> GOAL: Rewrite all of the following material as a numbered list, one item per line, and omit any blank lines.

> INFORMATION SUPPLIED:
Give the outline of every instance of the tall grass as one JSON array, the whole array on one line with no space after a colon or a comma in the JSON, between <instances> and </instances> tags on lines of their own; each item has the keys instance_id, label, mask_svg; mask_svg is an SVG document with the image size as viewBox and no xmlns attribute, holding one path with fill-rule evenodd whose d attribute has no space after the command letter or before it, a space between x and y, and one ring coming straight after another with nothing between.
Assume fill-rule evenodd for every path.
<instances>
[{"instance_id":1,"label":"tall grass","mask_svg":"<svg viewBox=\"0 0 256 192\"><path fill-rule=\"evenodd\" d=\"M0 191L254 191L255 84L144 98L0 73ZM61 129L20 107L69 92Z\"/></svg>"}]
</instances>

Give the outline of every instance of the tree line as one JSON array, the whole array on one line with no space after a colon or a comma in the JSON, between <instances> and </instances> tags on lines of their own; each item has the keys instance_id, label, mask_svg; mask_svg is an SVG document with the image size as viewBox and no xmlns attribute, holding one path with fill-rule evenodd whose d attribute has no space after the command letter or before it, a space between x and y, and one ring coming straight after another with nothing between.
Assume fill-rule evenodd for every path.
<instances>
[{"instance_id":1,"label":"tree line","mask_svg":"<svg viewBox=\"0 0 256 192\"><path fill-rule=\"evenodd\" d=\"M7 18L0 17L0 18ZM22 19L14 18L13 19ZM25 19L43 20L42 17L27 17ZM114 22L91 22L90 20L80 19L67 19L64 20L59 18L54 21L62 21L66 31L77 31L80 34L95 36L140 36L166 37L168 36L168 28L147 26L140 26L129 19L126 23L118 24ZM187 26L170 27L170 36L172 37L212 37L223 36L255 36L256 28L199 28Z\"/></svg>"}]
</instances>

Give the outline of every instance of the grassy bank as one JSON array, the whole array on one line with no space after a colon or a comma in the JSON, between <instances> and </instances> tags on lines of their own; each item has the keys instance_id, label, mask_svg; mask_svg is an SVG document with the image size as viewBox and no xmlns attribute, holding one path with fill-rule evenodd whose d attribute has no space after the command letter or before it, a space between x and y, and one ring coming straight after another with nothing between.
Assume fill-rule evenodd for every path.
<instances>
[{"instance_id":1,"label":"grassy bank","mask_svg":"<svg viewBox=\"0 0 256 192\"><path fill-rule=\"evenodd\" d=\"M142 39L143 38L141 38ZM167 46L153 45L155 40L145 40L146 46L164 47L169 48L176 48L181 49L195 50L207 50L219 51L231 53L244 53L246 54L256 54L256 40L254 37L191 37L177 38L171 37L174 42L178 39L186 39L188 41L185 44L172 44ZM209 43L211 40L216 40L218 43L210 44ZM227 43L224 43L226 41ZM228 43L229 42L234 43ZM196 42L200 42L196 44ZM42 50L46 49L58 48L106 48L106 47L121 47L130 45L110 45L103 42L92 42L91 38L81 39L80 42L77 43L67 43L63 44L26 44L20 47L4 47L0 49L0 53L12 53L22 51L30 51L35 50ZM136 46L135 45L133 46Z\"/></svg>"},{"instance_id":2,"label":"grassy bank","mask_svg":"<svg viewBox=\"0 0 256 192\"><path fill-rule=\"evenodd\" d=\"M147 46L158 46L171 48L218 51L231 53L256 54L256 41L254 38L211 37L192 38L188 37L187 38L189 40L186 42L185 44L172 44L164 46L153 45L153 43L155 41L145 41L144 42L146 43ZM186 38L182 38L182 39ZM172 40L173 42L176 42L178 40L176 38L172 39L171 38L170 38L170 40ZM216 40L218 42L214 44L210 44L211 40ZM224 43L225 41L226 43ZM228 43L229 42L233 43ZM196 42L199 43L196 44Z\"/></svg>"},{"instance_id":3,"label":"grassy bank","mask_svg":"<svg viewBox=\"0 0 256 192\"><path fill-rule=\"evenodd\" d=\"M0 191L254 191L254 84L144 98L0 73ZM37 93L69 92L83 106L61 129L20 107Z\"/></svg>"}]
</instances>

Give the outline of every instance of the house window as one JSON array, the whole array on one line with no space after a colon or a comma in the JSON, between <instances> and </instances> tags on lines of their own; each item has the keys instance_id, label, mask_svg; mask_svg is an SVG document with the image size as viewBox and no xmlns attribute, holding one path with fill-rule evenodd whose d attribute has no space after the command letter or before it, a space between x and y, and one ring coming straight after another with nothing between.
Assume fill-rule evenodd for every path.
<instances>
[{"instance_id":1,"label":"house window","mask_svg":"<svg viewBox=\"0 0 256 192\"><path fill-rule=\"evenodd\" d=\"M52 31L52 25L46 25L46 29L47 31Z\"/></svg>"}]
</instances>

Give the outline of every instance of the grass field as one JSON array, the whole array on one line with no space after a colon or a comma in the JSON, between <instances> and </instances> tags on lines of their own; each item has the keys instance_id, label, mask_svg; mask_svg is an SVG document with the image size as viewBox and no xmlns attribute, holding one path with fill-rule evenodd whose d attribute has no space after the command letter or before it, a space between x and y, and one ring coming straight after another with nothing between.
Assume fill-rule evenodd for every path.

> WRITTEN REPLY:
1. Give the outline of every instance of the tall grass as one JSON array, the whole array on one line with no space after a colon or a comma in the JSON, between <instances> and </instances> tags on lines of their own; each item has the keys instance_id, label, mask_svg; mask_svg is an SVG document with the image size as viewBox and no xmlns attribute, holding one path with fill-rule evenodd whose d attribute has no space after the command letter or before it, a space between x and y, and one ring coming straight after another with nothing between.
2. Assume fill-rule evenodd for every path.
3. <instances>
4. [{"instance_id":1,"label":"tall grass","mask_svg":"<svg viewBox=\"0 0 256 192\"><path fill-rule=\"evenodd\" d=\"M0 191L254 191L255 84L144 98L0 73ZM61 129L20 107L69 92Z\"/></svg>"}]
5. </instances>
6. Give the outline of every instance of the tree line as one JSON array, the whole array on one line with no space after a colon or a comma in the JSON, between <instances> and </instances> tags on lines of their own; each item has the keys instance_id, label, mask_svg; mask_svg is an SVG document with the image size as viewBox and no xmlns attribute, holding one path with fill-rule evenodd whose d attribute has no space after the command letter or before it, a space between x and y, and one ring coming straight after another with nothing between.
7. Assume fill-rule evenodd for every path.
8. <instances>
9. [{"instance_id":1,"label":"tree line","mask_svg":"<svg viewBox=\"0 0 256 192\"><path fill-rule=\"evenodd\" d=\"M7 18L0 17L0 18ZM22 19L14 18L13 19ZM25 19L43 20L42 17L27 17ZM114 22L91 22L90 20L80 19L67 19L64 20L59 18L54 21L62 21L66 31L77 31L80 34L95 36L140 36L166 37L168 36L168 28L147 26L140 26L129 19L126 23L118 24ZM187 26L170 27L170 36L172 37L212 37L223 36L255 36L256 28L199 28Z\"/></svg>"}]
10. </instances>
11. Give the outline of every instance of the grassy bank as one JSON array, the whole array on one line with no space after a colon or a comma in the JSON, between <instances> and </instances> tags on lines of their own; each item has the keys instance_id, label, mask_svg; mask_svg is an SVG document with the image size as viewBox and no xmlns attribute, holding one path with fill-rule evenodd whose d attribute has no space after the command letter or before it, a space between x and y, and one ring coming straight after another with nothing between.
12. Assume fill-rule evenodd for every path.
13. <instances>
14. [{"instance_id":1,"label":"grassy bank","mask_svg":"<svg viewBox=\"0 0 256 192\"><path fill-rule=\"evenodd\" d=\"M142 39L143 38L141 38ZM167 46L153 45L155 40L145 40L146 46L164 47L169 48L176 48L181 49L195 50L207 50L219 51L231 53L244 53L246 54L256 54L256 40L254 37L191 37L177 38L171 37L174 42L178 39L186 39L188 41L185 44L172 44ZM209 43L211 40L216 40L218 43L210 44ZM227 43L224 43L226 41ZM228 43L229 42L234 43ZM196 42L200 42L196 44ZM42 50L46 49L58 48L106 48L106 47L121 47L130 45L110 45L103 42L92 42L91 38L81 39L80 42L77 43L67 43L63 44L26 44L20 47L4 47L0 49L0 53L12 53L22 51L30 51L35 50ZM136 46L135 45L133 46Z\"/></svg>"},{"instance_id":2,"label":"grassy bank","mask_svg":"<svg viewBox=\"0 0 256 192\"><path fill-rule=\"evenodd\" d=\"M147 46L158 46L171 48L218 51L231 53L256 54L256 41L254 38L211 37L192 38L188 37L187 38L189 40L186 42L185 44L172 44L164 46L153 45L153 43L155 41L145 41L144 42L146 43ZM186 38L182 38L182 39ZM172 40L173 42L176 42L178 40L176 38L172 39L171 38L170 38L170 40ZM216 40L218 42L214 44L210 44L211 40ZM224 43L225 41L226 43ZM228 43L229 42L233 43ZM196 42L199 43L196 44Z\"/></svg>"},{"instance_id":3,"label":"grassy bank","mask_svg":"<svg viewBox=\"0 0 256 192\"><path fill-rule=\"evenodd\" d=\"M0 191L254 191L254 84L144 98L0 73ZM37 93L69 92L83 106L61 129L20 107Z\"/></svg>"}]
15. </instances>
16. Give the outline of every instance of the house window as one JSON array, the whole array on one line with no space after a colon or a comma in the JSON, between <instances> and </instances> tags on lines of their own; each item has the keys instance_id, label, mask_svg; mask_svg is an SVG document with the image size as viewBox and no xmlns attribute, holding one path with fill-rule evenodd whose d attribute has no space after the command letter or before it, a space between x and y, and one ring coming straight after another with nothing between.
17. Assume fill-rule evenodd for every path.
18. <instances>
19. [{"instance_id":1,"label":"house window","mask_svg":"<svg viewBox=\"0 0 256 192\"><path fill-rule=\"evenodd\" d=\"M52 31L52 25L46 25L46 29L47 31Z\"/></svg>"}]
20. </instances>
21. Give the outline of every instance of the grass field as one JSON array, the whole array on one line with no space after a colon or a comma in the JSON, between <instances> and </instances> tags on lines of their own; each item has the keys instance_id, label, mask_svg; mask_svg is an SVG document with the image size as viewBox and no xmlns attribute, holding one path with fill-rule evenodd whose d attribute has no space after the command letter or before it, a space between x and y, and one ring coming straight after another with nothing between.
22. Assume fill-rule evenodd for every path.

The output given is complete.